- _WHAT YOU HAVE TO DO_:
Filter the entries below, copying each line that contains the string "floor". Matching is case-sensitive.

- _INPUT ROWS_:
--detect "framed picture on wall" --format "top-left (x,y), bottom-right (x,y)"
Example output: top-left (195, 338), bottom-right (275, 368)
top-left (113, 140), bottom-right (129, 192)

* * *

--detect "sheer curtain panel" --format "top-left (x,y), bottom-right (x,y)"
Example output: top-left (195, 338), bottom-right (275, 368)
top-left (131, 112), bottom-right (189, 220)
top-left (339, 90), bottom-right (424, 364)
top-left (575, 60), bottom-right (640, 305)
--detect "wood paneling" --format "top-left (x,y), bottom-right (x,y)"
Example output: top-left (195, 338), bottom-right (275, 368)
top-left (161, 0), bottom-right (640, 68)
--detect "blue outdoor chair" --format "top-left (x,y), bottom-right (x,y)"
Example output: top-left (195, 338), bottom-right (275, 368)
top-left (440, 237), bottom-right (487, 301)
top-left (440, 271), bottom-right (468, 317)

---

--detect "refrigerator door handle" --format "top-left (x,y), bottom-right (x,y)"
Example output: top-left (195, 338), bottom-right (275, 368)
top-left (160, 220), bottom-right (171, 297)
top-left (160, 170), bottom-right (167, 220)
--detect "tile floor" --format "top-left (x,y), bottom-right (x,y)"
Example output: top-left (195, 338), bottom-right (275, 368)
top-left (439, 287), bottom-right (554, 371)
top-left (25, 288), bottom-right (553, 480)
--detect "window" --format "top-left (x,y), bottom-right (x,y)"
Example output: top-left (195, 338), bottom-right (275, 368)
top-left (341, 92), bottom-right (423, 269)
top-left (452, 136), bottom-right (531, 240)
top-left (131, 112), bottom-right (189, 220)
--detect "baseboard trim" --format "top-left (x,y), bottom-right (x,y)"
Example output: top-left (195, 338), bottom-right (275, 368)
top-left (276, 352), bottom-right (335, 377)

- _TASK OUTPUT_:
--detect "tile floor" --format "top-left (x,y), bottom-right (x,y)"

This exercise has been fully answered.